Being a landlord can be stressful. From last-minute callouts for maintenance and repairs to chasing up tenants who are late paying rent, it’s not without its challenges. This makes the prospect of guaranteed rent particularly enticing—especially for landlords who’ve been struggling to find reliable tenants.
A guaranteed rent scheme, also known as a rent to rent scheme, is similar to sub-letting except it’s a commercial agreement rather than a standard Assured Shorthold Tenant agreement.
Guaranteed rent schemes are when a landlord enters into an agreement for a fixed term (typically between six months and a couple of years) with a third party who then takes control of managing the property and letting it to tenants. They pay the landlord a fixed monthly fee in return and effectively becomes the renter or tenant.
This third party is usually either a local council or housing association or a private letting agency. For councils and housing associations, working with private sector landlords allows them to expand the amount of social housing they can offer.
Letting agents are able to make a profit by charging tenants more than the monthly fixed fee that they pay the landlord. They may also turn the property into an HMO (House in Multiple Occupation) in order to make more money.
It’s worth pointing out that guaranteed rent schemes are not the same as rent guarantee insurance which is essentially an insurance policy that guarantees you a payment in the event that a tenant falls behind with rent. You can make a claim once your tenant has met a certain minimum in arrears (usually at least one month).

_WRITTEN REQUEST A_
Sum up the passage on guaranteed rent schemes in two sentences.

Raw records
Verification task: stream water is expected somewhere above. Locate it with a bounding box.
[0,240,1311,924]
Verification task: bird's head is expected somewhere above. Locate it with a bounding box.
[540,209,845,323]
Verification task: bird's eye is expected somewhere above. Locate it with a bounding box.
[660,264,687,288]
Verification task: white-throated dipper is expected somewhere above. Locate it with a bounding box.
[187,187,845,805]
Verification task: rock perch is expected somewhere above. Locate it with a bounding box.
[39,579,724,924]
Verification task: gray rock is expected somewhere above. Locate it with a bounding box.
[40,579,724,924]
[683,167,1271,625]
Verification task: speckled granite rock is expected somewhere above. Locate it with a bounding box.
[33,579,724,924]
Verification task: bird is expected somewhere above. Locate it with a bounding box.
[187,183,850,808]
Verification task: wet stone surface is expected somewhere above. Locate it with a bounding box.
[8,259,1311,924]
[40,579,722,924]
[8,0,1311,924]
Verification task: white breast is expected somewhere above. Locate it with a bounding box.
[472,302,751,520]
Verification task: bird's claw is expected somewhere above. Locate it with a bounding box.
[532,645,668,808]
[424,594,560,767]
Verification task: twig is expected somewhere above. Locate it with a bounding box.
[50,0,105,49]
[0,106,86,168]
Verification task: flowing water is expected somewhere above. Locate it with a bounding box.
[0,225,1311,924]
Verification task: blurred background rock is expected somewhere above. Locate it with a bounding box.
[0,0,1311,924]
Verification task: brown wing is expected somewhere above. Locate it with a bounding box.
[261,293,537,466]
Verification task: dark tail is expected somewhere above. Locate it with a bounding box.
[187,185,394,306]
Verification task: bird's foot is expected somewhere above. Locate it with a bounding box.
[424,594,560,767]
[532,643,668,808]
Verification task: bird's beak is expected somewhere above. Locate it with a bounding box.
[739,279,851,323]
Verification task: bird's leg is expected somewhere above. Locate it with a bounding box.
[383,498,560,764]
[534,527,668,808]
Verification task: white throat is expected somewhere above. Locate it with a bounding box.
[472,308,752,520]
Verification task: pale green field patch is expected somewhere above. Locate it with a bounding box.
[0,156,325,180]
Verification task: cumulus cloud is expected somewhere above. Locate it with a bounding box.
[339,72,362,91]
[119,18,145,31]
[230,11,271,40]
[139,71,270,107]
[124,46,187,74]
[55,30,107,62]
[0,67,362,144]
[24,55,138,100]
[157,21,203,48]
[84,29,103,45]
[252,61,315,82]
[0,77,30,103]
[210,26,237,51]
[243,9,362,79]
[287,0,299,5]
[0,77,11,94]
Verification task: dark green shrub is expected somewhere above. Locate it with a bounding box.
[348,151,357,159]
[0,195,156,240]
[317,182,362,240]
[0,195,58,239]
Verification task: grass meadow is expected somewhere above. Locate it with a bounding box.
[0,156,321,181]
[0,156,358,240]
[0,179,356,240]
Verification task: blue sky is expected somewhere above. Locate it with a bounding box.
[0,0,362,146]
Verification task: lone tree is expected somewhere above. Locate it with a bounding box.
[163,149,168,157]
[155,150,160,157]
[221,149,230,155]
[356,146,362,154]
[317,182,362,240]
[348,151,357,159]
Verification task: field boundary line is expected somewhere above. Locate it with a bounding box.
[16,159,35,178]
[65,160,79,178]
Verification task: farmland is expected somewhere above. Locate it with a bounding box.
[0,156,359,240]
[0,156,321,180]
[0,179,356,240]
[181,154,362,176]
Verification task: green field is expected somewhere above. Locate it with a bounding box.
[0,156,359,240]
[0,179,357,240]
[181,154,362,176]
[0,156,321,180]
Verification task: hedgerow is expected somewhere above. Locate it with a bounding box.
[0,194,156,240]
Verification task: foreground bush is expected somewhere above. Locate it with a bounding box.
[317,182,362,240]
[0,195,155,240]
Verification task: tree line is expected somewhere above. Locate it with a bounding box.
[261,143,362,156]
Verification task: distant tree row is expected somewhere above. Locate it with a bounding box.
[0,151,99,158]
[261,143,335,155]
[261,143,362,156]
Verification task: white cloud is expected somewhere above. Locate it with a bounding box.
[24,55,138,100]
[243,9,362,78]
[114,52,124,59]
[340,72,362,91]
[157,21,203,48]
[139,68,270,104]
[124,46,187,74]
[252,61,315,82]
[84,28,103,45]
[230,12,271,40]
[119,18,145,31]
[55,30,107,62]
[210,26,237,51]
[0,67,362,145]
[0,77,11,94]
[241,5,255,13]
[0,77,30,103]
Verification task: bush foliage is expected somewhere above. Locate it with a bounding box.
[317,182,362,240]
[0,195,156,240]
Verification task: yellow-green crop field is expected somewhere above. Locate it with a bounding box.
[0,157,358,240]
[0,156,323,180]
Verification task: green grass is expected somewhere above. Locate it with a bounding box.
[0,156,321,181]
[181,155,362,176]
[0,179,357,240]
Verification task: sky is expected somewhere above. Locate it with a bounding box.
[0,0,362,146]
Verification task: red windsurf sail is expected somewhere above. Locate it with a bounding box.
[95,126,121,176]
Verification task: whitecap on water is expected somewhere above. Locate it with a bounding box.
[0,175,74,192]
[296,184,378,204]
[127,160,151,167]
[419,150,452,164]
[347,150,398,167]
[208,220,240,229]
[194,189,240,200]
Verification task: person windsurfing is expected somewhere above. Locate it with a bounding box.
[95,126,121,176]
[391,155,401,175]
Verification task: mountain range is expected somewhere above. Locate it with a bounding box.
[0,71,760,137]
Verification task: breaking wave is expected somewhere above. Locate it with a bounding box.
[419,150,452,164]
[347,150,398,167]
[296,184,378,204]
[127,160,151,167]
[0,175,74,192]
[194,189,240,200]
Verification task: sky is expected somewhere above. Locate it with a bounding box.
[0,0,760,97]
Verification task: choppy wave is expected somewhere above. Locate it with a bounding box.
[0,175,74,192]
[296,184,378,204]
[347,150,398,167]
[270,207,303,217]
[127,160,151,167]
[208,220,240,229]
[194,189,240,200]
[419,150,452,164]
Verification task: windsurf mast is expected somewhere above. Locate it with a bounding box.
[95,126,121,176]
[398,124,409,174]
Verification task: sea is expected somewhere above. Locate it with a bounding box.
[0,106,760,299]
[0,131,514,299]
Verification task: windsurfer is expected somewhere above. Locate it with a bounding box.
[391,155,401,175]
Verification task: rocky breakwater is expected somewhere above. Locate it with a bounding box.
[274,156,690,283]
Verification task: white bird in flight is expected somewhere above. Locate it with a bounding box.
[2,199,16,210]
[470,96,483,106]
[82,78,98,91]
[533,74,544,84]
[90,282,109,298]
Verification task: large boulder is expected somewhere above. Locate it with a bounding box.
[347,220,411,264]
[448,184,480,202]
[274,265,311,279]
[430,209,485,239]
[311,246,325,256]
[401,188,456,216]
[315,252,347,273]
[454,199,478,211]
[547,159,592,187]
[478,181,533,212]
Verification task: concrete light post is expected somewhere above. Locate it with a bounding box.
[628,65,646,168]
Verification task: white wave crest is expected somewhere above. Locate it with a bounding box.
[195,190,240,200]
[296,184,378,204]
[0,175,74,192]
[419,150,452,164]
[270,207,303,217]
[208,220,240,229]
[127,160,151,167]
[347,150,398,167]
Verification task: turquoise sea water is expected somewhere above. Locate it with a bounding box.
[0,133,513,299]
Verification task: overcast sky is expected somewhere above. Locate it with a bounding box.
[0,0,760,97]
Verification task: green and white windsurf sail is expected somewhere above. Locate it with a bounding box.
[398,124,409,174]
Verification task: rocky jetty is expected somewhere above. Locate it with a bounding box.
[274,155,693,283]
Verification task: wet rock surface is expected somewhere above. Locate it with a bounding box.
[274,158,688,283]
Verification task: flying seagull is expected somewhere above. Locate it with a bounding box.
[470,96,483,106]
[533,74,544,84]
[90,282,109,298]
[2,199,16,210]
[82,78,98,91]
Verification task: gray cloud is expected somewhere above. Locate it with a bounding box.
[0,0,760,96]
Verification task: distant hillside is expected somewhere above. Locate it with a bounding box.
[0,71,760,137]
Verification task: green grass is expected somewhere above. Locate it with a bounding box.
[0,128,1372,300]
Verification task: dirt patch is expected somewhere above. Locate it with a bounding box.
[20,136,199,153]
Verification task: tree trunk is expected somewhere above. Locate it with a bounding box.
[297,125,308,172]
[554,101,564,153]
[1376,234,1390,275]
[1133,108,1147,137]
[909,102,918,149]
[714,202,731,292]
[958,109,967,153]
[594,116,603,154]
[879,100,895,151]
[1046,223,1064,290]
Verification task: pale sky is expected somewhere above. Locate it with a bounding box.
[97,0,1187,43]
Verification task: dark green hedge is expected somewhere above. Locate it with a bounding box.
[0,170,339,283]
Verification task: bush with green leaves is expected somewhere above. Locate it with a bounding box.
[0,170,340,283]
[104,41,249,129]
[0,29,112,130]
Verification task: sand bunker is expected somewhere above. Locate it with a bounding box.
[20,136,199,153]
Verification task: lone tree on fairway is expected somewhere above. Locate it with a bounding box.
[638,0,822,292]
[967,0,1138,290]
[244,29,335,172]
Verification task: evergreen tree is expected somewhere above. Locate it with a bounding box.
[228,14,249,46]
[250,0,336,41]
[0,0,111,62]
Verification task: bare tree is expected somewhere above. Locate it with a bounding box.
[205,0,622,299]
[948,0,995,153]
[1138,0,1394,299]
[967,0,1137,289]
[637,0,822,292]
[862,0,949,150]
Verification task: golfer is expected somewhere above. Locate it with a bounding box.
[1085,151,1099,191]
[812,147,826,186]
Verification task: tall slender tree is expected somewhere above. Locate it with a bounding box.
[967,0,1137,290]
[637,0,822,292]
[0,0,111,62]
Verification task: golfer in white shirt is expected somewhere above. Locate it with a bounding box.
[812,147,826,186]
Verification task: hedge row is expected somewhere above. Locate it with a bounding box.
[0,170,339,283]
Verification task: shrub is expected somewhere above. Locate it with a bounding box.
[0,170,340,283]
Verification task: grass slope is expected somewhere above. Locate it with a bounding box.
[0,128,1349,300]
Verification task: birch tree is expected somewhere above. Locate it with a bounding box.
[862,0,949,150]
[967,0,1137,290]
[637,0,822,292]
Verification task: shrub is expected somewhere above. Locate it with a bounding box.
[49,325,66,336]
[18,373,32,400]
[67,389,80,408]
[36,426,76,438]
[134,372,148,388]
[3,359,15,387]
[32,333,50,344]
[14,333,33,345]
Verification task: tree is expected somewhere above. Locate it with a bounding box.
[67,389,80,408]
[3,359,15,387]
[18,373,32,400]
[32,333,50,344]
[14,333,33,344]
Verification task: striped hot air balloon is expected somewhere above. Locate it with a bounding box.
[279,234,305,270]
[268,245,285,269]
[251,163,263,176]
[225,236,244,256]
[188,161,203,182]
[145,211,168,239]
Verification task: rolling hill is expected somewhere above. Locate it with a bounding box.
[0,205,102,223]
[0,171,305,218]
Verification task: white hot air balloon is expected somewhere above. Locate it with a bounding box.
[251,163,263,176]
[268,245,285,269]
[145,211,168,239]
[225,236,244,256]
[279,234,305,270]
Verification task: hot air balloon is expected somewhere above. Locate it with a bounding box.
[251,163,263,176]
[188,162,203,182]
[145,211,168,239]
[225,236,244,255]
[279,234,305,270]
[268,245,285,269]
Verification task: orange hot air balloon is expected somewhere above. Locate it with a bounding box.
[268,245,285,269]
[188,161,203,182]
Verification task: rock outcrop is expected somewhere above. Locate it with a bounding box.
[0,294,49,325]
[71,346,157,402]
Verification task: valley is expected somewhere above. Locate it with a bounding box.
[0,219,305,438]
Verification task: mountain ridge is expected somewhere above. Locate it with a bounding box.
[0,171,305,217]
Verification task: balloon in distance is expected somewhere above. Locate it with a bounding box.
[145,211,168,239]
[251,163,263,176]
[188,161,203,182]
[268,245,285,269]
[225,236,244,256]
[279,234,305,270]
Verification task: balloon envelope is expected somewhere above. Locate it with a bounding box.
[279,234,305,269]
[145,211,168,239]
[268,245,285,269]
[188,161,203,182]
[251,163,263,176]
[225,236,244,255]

_WRITTEN REQUEST B_
Arrange the part of the records that opens with the line containing "Verification task: bird's head" and closes with the line containing "[683,167,1271,625]" as a JSON list of strings, one string per line, leaving out blank lines.

_TASK RESULT A_
A guaranteed rent scheme is a commercial agreement in which a landlord hands a property to a third party for a fixed term, and that party manages and lets it while paying the landlord a fixed monthly fee. The third party is usually a local council, a housing association or a private letting agency, and the scheme is not the same as rent guarantee insurance, which pays out when a tenant falls behind with rent.

_TASK RESULT B_
[
  "Verification task: bird's head is expected somewhere above. Locate it with a bounding box.",
  "[540,209,845,323]",
  "Verification task: bird's eye is expected somewhere above. Locate it with a bounding box.",
  "[660,264,687,288]",
  "Verification task: white-throated dipper is expected somewhere above. Locate it with a bounding box.",
  "[187,187,845,805]",
  "Verification task: rock perch is expected somewhere above. Locate it with a bounding box.",
  "[39,579,724,924]",
  "Verification task: gray rock is expected somewhere above. Locate it with a bounding box.",
  "[40,579,724,924]",
  "[683,167,1271,625]"
]